Requisitos das tarefas:
**1.** Traduza para o inglês esta frase do texto apresentado: "O dentista boliviano Gonçalo Ferrel Camacho levantou antes das cinco."
**2.** Prossiga o texto apresentado sobre os imigrantes e suas manhãs, começando logo após a última frase.

Saiu da Casa Paroquial e começou a descer a Rua Doutor Teixeira Soares imaginando como seria a vida em sua terra natal, uma nação devastada por duas guerras, dividida, mas que se reergueu, voltou a crescer e a dar educação e vida digna para seus cidadãos. Seguiu firme seu caminho, sua existência tinha como destino ir de quarto em quarto no hospital de um país difícil e complicado levando orações, conforto e comunhão aos enfermos. Fazia isso todos os dias, de segunda a segunda.

O dentista boliviano Gonçalo Ferrel Camacho levantou antes das cinco. No domingo, ele havia recebido o recado de que sua secretária estava com o pai doente e que não iria trabalhar. Foi até o quarto de sua filha Adriana e pediu para ela avisar sua esposa, a professora Maria Inês, que teria de ir mais cedo para colocar o equipo para esterelizar na autoclave. Passou no quarto do Lida, o Gonçalinho seu filho, e alertou para ele não perder a aula. Foi para o trabalho de carro ouvindo Sávia Andina, um grupo musical que lhe fazia chorar de saudades de sua terra natal.

O lituano Henrikas Cholodoviskis sempre acordou antes de o galo cantar, ainda mais na segunda. Fez o café para a esposa, a Dona Loló, e deu um jeito de não acordar os filhos Cláudio, Kaminsk, Riquinho, Rochele, Michele e Lídia. Em sua oficina de marcenaria que existia em uma garagem ao lado de sua residência, começou a trabalhar a madeira para fazer alguns bancos para a Capelinha Santo Antônio que a paróquia havia encomendado. Parou ao lado de uma lixadeira e ficou se lembrando de sua vida no Rio de Janeiro, onde tinha uma filha de seu primeiro casamento. Ligou o Semp de seis faixas tentando sintonizar pelas ondas média algumas estações européias. Sempre lhe interessou a história da União Soviética, que tinha a Lituânia como uma das 15 nações.

Dados fornecidos:
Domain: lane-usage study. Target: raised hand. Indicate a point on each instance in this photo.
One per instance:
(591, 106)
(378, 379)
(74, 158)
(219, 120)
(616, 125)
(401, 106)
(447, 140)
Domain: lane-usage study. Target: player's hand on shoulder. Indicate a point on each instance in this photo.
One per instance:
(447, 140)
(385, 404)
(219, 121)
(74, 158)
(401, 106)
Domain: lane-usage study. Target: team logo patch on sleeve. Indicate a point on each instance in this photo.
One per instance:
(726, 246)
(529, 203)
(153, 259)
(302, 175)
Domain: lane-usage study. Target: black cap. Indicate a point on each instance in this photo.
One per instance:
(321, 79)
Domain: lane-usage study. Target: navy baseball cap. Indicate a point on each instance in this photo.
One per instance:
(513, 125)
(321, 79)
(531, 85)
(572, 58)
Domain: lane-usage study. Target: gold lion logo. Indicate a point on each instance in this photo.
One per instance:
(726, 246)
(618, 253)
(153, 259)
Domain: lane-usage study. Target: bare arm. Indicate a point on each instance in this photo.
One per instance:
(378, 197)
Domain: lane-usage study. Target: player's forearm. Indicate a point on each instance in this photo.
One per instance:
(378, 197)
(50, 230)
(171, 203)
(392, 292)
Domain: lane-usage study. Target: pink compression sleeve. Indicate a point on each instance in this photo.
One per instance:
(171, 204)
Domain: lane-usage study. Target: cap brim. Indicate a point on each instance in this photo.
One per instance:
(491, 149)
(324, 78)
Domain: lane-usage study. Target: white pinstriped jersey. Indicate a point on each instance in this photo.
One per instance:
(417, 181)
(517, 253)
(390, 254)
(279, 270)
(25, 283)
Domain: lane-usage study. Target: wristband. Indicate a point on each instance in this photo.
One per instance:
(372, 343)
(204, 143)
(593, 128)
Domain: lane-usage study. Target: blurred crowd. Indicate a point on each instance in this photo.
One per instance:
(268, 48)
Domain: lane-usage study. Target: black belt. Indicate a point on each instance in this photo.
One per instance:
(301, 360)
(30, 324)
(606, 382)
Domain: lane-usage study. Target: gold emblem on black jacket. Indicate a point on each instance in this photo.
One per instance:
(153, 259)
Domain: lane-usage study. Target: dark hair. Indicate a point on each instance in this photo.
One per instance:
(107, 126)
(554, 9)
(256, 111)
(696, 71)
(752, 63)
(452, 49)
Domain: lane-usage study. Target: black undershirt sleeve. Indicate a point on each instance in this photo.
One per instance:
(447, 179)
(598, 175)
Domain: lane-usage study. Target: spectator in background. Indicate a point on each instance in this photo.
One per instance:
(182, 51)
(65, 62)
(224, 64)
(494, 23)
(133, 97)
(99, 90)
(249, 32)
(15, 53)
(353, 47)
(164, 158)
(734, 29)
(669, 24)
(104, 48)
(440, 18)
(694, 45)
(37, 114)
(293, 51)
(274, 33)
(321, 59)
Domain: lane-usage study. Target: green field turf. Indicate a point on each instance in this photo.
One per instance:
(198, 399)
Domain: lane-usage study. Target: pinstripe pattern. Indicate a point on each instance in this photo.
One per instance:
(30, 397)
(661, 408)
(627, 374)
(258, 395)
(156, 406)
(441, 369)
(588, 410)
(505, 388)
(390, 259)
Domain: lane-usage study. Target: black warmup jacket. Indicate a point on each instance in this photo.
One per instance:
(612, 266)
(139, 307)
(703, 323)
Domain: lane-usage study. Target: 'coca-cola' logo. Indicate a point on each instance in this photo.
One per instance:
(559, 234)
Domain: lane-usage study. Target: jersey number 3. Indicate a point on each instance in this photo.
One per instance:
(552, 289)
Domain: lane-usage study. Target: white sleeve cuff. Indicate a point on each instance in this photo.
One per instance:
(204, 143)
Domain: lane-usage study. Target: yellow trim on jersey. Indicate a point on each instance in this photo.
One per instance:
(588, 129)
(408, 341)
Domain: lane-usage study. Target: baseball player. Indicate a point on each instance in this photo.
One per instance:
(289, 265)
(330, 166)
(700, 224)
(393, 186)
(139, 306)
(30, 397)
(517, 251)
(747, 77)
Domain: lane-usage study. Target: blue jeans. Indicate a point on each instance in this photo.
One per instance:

Respostas em ordem:
**1.** The Bolivian dentist Gonçalo Ferrel Camacho got up before five.

**2.**
Manuel Moniz, o português educadíssimo esposo da Maria Inácia Antunes, saiu de casa lá pelas seis, seus filhos Francisquinho e Moísa já tinham levantado. Encontrou-se na pracinha atrás da igreja com o libanês Simon Semaan, esposo da Dona Terezinha Khouri. Seu Moniz iria para o Cartório acabar de preencher os livros para poder fornecer as certidões dos casamentos do sábado, e Simon, que veio do Líbano por questões religiosas, ele era católico, dar a sua passadinha na missa do padre Cirilo, um sacerdote que havia caído de um andaime e que por isso ainda rezava a missa em latim. Conversaram pouco, mas o suficiente para cada um encher a bola do país de onde veio.

Robert Paul Lazarchic, o Bob Lazarchic, era um norte americano casado com a professora Ana Maria Braga, filha do Doutor Afonso. Veio para intercâmbio e num instante estava já cheio de amigos. Enquanto muita gente procurava ir para os EUA para vencer na vida, ele resolveu ser campeão na Cidade das Areias Brancas. Naquela segunda-feira, ele estava em uma varanda que havia na casa do seu sogro, ao lado da Matriz, lendo um exemplar da revista "Seleções". Parou quando o italiano Giuliano Pieroni passou.

Giuliano foi um dos motivos de Bob se apaixonar por Formiga. Aquele americano grandão não dispensava um bom prato e o italiano simpático tinha a melhor e mais famosa fábrica de linguiça paio de Minas Gerais. Bob chegou a ter uma granja de suínos da Agroceres para fornecer matéria prima para a fábrica do italiano.

Eram quase sete horas quando Giuliano, que estava saindo da missa do Padre Cirilo, se encontrou com Bob. Cada um falou das saudades do progresso de suas nações de primeiro mundo, melhores que o Brasil, mas não se esqueceram das alegrias que lhes davam os filhos formiguenses. Bob era pai da Sandra e Giuliano, da Rosâgela, do Tatá, do Norberto, da Rossana e do Jordano.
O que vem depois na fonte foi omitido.